Instruction:
Gather each line of the rows below that contains the word "white", copying every one in full.

Items:
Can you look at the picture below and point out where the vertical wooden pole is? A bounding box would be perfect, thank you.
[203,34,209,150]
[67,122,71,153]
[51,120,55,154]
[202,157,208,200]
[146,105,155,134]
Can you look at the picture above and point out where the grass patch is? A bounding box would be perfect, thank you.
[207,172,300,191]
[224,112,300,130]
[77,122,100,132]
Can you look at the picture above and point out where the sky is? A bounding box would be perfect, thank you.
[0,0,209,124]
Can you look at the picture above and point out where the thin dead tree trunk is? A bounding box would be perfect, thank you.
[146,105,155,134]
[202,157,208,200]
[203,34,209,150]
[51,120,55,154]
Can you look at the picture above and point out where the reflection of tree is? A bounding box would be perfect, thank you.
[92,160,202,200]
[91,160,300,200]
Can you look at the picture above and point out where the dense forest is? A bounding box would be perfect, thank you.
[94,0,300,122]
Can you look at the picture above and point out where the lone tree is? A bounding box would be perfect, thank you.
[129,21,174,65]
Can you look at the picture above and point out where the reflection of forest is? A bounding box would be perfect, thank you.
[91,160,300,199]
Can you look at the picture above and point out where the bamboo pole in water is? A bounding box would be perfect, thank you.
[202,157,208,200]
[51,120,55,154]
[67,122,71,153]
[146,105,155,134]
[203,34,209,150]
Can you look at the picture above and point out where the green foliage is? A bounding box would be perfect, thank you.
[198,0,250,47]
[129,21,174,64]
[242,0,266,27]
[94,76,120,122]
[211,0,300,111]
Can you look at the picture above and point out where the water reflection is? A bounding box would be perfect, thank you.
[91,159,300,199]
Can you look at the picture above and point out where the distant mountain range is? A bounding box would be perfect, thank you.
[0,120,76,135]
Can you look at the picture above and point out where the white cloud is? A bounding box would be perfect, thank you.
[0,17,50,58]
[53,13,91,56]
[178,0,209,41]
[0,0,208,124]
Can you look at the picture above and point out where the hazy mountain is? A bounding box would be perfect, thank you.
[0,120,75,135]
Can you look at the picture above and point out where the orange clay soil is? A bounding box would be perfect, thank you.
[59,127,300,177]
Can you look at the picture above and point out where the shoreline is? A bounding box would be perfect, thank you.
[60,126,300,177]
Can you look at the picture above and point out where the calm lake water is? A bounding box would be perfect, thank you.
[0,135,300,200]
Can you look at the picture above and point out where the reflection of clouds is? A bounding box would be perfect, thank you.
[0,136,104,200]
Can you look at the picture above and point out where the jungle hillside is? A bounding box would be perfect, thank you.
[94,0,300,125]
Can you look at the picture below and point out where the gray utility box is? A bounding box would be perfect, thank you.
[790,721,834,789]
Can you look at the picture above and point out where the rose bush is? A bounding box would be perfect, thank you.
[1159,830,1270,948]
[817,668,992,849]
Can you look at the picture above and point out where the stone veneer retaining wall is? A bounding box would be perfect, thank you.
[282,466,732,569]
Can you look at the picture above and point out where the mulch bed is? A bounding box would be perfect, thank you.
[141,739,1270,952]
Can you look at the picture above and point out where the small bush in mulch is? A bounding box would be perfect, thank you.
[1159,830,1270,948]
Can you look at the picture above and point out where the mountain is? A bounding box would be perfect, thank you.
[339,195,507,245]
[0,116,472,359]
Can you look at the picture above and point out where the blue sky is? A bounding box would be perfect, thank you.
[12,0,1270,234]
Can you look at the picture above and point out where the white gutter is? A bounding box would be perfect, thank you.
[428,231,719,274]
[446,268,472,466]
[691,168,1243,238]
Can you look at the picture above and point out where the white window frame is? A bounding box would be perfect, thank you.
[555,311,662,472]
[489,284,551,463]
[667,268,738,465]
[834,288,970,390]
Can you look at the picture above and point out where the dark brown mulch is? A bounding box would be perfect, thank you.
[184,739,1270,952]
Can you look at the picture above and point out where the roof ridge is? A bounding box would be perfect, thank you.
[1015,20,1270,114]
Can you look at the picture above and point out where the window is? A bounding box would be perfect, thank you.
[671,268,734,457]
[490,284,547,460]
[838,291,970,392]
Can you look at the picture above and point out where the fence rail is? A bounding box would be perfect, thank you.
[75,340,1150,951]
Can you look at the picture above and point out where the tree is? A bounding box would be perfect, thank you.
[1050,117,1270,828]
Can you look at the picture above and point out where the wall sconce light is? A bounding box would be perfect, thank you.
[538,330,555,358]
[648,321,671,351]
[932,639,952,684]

Solution to the problem:
Can you look at the picture above and point out where the white cloud is? A bounding box would be perfect, thank you.
Can you look at the picture above and point out where the white gutter is? A bounding box would be perfect, thank you.
Can you look at the picture above and point out where the white window frame is? A bounding box would be perfect, thank you.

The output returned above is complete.